# 指示
フリーボディの手入れに関する文章から、「レーシング 7も半分ほど戻ら」で始まり「ェット音も正常に戻りました。」まで続く部分を一字も変えずに書き出してください。

# 本文
◆ ◆ ◆
フリーボディの可動を左右するラチェットの動き
ベルトドライブやシャフトドライブ方式を除いて、自転車の多段ギアで採用しているのがチェーンで駆動するフリーホイールですが、その要がラチェット機構の爪です。フリーホイールを単にフリーとか、フリーボディやカセットフリーとも言います。もちろん構造はすべて同じ。紛らわしいので今回は店長がいつも使うフリーボディと呼びます。
もしも乗車中に、このフリーボディの爪が戻らなくなってしまった場合はどうなるでしょう。もちろん、ペダルを漕いでもスカスカ状態で乗ることが出来なくなりますね。持込みの普通車でたまに目にします。爪が戻らなくなる原因は、グリスの劣化、ラチェットに入り込んで固化した油汚れ、中には食用油が使われ駆動系全体がギトギトになっていたケースもありました。これにはビックリ。
ラチェットに耐熱性の低い安価なグリスが使われている普通車は次第にグリスが硬化してしまいます。屋外保管の自転車はなおさら。フリーボディはほぼ100%ノーメンテの普通車などは、こうして爪が動かなくなってしまうんですね。
レーシング 7も半分ほど戻らなくなっていたので、汚れがもっと進めばそのうちスカスカになっていたかもしれません。スポーツバイクでも、オイルを注しすぎてフリーギアが真っ黒になっているバイクは気をつけたほうがよいでしょう。
油がギアにこびり付いてその油が拭いても落ちないほど汚れているバイクは要注意。回転音が以前に比べて小さくなった時はフリーボディを外してクリーニングしたほうがよいかもしれません。
写真ではきれいになったのがわかりにくいけど、全体をクリーニングしたあとにボディを再装着し、これでこのホイールは作業完了です。ラチェット音も正常に戻りました。
◆ ◆ ◆
# 提供情報
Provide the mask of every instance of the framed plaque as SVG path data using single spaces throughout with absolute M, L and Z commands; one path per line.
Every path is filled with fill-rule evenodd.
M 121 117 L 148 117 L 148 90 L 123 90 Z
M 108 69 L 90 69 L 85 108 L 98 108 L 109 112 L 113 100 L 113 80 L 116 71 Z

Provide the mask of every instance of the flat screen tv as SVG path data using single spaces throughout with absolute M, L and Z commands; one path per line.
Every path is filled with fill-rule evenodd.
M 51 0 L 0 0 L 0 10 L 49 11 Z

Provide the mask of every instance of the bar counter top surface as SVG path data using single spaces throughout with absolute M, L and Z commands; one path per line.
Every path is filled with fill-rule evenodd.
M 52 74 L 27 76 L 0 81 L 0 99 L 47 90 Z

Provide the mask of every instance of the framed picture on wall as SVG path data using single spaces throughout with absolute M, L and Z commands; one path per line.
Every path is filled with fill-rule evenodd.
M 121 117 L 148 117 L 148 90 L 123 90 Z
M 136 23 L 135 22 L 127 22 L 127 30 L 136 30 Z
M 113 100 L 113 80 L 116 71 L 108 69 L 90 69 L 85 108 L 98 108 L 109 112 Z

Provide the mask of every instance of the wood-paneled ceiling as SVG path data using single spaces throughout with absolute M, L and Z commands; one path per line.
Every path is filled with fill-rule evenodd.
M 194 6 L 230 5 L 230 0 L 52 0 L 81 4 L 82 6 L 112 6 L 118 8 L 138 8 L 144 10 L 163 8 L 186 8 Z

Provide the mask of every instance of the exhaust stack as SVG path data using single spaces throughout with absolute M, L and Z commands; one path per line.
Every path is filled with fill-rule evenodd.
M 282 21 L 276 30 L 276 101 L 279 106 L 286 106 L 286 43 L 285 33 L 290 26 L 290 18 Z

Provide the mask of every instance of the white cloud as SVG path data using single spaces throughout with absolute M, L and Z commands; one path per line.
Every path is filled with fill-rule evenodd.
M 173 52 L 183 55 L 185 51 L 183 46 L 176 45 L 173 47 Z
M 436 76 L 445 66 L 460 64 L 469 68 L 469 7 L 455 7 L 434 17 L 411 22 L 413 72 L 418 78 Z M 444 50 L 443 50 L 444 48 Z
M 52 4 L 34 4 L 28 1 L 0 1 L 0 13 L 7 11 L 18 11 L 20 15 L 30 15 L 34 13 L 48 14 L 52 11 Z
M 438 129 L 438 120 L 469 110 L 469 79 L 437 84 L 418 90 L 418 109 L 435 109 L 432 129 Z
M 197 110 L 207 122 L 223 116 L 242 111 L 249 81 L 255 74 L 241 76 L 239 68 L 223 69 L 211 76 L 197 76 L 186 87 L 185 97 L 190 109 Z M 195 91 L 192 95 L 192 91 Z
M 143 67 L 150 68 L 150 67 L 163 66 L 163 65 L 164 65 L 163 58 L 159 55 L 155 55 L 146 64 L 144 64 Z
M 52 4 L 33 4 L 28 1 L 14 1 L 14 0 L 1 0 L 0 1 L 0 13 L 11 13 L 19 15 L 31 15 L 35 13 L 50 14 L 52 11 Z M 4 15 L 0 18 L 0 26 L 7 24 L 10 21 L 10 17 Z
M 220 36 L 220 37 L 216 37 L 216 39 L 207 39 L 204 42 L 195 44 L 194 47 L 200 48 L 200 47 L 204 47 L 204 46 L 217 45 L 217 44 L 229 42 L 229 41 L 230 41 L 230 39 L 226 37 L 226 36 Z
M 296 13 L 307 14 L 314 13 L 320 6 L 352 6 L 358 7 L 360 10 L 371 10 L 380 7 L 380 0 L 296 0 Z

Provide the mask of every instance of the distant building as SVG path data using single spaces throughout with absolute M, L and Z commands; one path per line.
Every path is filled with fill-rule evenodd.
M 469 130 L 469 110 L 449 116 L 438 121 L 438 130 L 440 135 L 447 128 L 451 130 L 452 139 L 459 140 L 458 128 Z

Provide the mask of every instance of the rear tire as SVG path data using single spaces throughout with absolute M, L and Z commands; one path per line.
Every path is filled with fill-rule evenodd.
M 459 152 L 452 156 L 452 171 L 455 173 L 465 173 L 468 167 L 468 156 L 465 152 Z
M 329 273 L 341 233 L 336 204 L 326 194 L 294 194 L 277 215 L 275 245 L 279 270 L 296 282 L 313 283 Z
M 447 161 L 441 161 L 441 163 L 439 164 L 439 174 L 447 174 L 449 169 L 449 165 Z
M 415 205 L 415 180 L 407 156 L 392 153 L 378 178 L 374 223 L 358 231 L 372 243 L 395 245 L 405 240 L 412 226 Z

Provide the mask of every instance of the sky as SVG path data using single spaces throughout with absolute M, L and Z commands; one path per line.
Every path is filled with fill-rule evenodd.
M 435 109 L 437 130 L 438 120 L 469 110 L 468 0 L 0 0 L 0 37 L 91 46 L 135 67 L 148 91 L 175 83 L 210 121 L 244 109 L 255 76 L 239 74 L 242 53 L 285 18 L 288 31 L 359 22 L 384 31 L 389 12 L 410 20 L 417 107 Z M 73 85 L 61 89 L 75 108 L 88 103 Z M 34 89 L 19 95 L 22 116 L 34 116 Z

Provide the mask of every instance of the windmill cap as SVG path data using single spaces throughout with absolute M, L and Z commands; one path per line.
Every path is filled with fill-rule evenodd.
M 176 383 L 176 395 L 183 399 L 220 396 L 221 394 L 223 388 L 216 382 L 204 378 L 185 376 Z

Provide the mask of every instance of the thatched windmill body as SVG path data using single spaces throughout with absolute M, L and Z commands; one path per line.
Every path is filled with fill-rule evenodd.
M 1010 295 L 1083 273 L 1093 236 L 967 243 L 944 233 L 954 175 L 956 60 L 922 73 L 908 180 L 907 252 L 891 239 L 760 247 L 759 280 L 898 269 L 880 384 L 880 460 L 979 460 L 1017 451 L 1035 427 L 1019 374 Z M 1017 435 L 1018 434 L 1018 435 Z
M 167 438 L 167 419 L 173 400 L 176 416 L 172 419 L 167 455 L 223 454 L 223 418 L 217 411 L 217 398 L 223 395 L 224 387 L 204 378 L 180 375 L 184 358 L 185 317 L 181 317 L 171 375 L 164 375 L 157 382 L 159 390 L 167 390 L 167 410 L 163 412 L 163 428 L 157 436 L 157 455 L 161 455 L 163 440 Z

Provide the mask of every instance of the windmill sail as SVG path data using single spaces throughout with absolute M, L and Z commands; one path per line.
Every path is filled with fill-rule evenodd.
◆ ◆ ◆
# 解答
レーシング 7も半分ほど戻らなくなっていたので、汚れがもっと進めばそのうちスカスカになっていたかもしれません。スポーツバイクでも、オイルを注しすぎてフリーギアが真っ黒になっているバイクは気をつけたほうがよいでしょう。
油がギアにこびり付いてその油が拭いても落ちないほど汚れているバイクは要注意。回転音が以前に比べて小さくなった時はフリーボディを外してクリーニングしたほうがよいかもしれません。
写真ではきれいになったのがわかりにくいけど、全体をクリーニングしたあとにボディを再装着し、これでこのホイールは作業完了です。ラチェット音も正常に戻りました。